TEXT SECTION
****************************************

Citation Numbers: 15 F.3d 963, 1994 U.S. App. LEXIS 1629
Filed Date: 2/2/1994
Status: Precedential
Modified Date: 5/15/2019
15 F.3d 963
INDUSTRIAL CONSTRUCTORS CORPORATION; Paul Powers,
individually, and as shareholder and officer of Industrial
Constructors Corporation; Wayne Elledge, individually, and
as shareholder and officer of Industrial Constructors
Corporation; Janet Hall, individually, and as shareholder
and officer of Industrial Constructors Corporation; James
Schuemacher, individually, and as shareholder and officer of
Industrial Constructors Corporation; Betty Powers,
individually, and as shareholder and officer of Industrial
Constructors Corporation, Plaintiffs-Appellants,
v.
The UNITED STATES BUREAU OF RECLAMATION, an agency of the
United States of America; Lindell H. Elfrink,
individually; Bill Frazer,
individually; Michael T.
Voth, individually,
Defendants-Appellees.
No. 92-2200.
United States Court of Appeals,
Tenth Circuit.
Feb. 2, 1994.
S. Austin Johnson, Albuquerque, New Mexico, for Plaintiffs-Appellants.
John W. Zavitz, Assistant United States Attorney (Don J. Svet, United States Attorney, with him on the brief), Albuquerque, New Mexico, for Defendants-Appellees.
Before BALDOCK, McWILLIAMS and BRORBY, Circuit Judges.
BALDOCK, Circuit Judge.
Plaintiffs Industrial Constructors Corporation ("ICC") and its shareholders and officers appeal the district court's dismissal pursuant to Fed.R.Civ.P. 12(b)(6) of their claims as time-barred. We have jurisdiction under 28 U.S.C. Sec. 1291, and we affirm.

****************************************

TASK STATEMENT
Transcribe the passage of the appellate opinion between "United States Court" and "Mexico, for Defendants-Appellees.", inclusive.

DATASET ROWS
****************************************

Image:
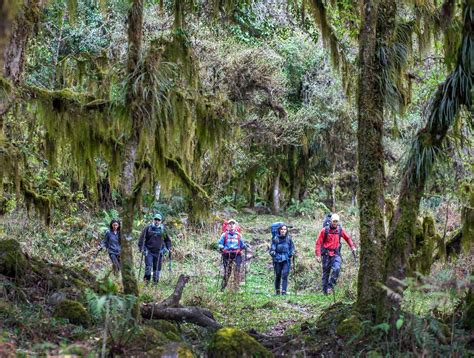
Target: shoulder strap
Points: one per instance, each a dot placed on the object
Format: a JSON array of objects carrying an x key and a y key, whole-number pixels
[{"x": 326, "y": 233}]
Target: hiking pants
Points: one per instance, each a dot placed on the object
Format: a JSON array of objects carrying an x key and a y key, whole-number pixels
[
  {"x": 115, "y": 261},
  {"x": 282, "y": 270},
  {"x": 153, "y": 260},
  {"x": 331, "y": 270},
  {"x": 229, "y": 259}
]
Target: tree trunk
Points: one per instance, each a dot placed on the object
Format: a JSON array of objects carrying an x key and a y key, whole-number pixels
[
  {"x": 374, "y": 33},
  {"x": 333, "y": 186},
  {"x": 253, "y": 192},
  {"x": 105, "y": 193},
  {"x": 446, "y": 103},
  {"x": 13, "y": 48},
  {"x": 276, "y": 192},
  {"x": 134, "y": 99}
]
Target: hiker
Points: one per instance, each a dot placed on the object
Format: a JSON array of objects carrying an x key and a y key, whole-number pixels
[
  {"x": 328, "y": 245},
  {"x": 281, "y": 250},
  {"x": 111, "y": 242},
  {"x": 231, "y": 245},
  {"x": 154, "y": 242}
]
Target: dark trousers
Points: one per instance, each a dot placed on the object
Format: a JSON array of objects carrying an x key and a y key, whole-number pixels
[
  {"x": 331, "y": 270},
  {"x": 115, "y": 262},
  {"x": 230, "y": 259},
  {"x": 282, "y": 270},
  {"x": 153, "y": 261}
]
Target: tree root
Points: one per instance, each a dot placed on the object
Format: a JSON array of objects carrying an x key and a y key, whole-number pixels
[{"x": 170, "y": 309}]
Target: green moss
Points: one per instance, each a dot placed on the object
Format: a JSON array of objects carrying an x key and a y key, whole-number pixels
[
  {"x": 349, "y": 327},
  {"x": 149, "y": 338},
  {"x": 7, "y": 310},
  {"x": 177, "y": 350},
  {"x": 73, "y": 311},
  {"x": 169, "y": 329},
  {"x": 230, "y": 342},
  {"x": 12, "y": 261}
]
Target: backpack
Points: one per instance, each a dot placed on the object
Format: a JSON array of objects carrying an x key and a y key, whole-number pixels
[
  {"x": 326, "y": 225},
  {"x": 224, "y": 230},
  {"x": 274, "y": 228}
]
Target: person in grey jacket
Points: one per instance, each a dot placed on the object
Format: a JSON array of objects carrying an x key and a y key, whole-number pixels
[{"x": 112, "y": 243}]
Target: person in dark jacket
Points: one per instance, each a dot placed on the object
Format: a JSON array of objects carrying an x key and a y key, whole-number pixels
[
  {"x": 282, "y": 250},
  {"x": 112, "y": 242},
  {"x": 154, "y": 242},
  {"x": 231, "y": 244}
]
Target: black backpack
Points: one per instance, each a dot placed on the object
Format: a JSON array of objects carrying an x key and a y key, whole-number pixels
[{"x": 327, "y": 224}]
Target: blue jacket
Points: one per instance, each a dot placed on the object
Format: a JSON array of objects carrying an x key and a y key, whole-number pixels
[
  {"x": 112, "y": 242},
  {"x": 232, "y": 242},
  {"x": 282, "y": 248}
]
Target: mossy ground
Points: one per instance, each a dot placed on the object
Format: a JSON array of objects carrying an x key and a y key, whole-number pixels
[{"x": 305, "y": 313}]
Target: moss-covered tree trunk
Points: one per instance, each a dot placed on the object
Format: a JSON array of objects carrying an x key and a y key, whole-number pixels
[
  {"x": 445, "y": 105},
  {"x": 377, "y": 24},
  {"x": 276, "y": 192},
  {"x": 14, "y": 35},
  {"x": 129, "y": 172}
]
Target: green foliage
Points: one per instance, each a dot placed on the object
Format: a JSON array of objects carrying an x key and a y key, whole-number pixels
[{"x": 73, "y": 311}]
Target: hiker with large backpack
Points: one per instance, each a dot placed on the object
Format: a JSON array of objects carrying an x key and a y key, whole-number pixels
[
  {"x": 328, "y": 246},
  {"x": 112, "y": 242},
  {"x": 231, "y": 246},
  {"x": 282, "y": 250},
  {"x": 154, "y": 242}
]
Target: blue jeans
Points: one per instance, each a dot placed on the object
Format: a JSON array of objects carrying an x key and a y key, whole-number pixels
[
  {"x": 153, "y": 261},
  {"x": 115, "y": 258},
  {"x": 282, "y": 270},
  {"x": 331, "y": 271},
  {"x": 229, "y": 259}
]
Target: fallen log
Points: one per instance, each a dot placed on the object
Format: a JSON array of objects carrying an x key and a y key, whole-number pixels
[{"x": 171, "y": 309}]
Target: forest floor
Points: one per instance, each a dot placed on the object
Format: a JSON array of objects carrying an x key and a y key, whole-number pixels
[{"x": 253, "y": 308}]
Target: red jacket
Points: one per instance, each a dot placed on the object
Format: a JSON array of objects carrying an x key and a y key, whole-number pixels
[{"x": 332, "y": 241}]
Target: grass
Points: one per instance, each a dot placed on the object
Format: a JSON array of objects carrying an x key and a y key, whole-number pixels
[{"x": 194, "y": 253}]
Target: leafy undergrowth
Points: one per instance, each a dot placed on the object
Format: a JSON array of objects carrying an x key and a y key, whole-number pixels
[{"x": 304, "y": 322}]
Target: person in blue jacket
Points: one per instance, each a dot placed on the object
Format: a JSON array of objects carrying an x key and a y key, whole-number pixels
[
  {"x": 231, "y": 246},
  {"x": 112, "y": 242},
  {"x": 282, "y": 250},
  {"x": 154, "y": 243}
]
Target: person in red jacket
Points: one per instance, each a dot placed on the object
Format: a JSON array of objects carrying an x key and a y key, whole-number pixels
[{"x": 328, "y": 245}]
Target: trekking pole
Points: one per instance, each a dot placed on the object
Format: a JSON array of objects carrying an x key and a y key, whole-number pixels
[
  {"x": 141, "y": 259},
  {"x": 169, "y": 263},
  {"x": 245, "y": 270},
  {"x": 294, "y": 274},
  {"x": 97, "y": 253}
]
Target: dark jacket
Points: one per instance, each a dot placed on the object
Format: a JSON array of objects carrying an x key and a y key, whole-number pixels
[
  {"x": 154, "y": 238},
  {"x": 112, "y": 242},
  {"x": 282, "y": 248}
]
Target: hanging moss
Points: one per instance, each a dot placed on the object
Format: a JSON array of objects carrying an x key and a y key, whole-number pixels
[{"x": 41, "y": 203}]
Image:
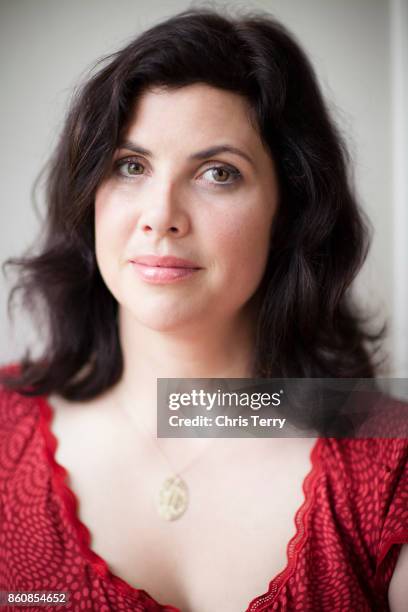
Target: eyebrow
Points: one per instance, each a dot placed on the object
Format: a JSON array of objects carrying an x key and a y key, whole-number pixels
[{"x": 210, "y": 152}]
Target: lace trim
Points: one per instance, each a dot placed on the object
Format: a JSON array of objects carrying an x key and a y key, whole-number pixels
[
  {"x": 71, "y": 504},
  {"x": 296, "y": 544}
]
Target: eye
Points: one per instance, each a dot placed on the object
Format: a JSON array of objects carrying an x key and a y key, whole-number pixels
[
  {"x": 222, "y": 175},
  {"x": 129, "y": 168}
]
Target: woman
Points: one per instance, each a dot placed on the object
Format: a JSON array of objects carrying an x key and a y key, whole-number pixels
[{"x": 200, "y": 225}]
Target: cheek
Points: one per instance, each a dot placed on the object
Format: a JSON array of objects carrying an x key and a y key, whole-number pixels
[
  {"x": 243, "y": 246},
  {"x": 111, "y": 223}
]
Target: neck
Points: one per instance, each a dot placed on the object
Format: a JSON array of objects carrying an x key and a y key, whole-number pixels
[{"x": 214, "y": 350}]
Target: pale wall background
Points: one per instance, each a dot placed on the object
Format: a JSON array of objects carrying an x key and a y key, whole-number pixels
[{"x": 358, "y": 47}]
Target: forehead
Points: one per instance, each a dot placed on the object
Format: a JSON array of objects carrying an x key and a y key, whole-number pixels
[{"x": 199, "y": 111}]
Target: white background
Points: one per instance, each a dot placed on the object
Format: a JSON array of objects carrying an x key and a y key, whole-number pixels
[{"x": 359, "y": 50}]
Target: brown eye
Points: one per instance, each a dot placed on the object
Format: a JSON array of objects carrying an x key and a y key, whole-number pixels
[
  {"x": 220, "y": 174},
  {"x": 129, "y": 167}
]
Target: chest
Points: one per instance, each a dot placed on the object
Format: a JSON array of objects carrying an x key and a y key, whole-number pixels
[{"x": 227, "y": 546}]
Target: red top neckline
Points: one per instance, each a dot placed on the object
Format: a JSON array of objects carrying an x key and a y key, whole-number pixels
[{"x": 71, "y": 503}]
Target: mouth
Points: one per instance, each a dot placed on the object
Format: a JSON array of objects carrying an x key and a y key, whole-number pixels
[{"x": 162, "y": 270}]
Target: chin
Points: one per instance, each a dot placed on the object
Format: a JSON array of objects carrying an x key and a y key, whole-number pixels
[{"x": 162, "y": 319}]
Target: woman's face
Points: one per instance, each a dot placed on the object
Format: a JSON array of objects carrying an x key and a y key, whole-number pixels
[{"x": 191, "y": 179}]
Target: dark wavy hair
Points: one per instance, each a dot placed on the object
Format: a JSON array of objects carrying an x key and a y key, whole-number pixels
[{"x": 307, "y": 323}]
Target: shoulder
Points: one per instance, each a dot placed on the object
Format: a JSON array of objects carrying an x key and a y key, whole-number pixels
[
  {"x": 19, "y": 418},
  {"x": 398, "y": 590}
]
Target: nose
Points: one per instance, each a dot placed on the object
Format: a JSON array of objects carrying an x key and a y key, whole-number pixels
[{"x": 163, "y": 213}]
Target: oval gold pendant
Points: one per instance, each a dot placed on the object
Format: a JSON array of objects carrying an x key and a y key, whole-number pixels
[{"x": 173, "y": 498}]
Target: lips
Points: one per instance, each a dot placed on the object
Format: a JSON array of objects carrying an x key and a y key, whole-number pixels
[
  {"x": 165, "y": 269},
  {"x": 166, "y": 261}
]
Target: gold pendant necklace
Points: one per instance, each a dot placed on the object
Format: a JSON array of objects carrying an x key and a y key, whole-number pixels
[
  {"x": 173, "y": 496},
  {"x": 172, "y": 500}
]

****************************************

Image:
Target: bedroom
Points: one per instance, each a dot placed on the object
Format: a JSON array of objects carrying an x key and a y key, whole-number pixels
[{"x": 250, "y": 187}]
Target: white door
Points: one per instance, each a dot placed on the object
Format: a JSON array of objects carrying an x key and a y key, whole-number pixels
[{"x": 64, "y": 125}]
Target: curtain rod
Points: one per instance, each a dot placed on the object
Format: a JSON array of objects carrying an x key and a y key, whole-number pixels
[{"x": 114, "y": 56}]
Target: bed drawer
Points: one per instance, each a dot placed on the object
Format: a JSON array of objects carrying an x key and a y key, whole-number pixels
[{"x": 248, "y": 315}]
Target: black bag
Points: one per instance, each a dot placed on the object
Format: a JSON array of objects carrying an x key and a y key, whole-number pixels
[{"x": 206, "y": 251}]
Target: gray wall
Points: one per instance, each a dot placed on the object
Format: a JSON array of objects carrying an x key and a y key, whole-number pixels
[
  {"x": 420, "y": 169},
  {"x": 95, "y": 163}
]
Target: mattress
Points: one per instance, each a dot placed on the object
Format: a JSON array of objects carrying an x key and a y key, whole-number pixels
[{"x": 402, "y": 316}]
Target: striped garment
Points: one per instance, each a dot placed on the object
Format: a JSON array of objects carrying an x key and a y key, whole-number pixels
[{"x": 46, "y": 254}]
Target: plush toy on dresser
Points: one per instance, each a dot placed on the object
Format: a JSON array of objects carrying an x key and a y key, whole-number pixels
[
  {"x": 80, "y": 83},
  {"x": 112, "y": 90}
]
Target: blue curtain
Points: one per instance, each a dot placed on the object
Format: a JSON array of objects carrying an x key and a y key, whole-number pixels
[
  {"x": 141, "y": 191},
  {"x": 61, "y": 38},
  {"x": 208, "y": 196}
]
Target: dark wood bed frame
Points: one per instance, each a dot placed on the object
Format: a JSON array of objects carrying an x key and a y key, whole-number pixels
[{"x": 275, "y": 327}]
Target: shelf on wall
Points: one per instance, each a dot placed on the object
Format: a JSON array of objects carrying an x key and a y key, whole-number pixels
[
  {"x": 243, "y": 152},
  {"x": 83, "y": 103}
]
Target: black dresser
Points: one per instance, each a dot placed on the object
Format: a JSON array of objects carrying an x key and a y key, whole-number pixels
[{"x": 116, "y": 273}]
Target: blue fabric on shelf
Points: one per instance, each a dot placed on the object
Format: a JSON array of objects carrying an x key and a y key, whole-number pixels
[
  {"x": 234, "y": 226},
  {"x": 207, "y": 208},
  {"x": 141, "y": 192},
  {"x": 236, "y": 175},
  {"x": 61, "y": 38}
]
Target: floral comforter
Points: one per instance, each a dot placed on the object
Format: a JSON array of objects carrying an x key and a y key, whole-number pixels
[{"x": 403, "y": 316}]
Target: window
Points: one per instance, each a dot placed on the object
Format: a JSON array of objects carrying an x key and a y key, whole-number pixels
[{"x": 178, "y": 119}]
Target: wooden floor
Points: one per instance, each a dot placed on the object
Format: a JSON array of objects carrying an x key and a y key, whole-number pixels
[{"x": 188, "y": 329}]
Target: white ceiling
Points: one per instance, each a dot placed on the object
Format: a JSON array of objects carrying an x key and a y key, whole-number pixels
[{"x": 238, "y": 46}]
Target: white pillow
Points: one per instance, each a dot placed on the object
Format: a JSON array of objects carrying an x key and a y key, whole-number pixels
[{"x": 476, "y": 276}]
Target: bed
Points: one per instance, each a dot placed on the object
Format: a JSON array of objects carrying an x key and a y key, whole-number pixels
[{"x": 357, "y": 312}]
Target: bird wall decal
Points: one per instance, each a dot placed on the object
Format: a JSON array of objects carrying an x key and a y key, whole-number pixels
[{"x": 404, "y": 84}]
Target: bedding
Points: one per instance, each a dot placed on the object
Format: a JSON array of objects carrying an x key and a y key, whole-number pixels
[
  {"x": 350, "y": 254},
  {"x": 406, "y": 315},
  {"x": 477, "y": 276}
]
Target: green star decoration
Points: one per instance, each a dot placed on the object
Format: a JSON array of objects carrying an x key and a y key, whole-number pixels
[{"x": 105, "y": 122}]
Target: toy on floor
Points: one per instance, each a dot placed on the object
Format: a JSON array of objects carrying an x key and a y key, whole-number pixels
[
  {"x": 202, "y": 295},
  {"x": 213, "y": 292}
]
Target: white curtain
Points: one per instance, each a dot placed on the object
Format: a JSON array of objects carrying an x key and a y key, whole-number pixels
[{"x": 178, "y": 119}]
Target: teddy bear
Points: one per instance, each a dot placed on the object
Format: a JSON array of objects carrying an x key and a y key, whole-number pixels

****************************************

ANSWER TO THE PROBLEM
United States Court of Appeals,
Tenth Circuit.
Feb. 2, 1994.
S. Austin Johnson, Albuquerque, New Mexico, for Plaintiffs-Appellants.
John W. Zavitz, Assistant United States Attorney (Don J. Svet, United States Attorney, with him on the brief), Albuquerque, New Mexico, for Defendants-Appellees.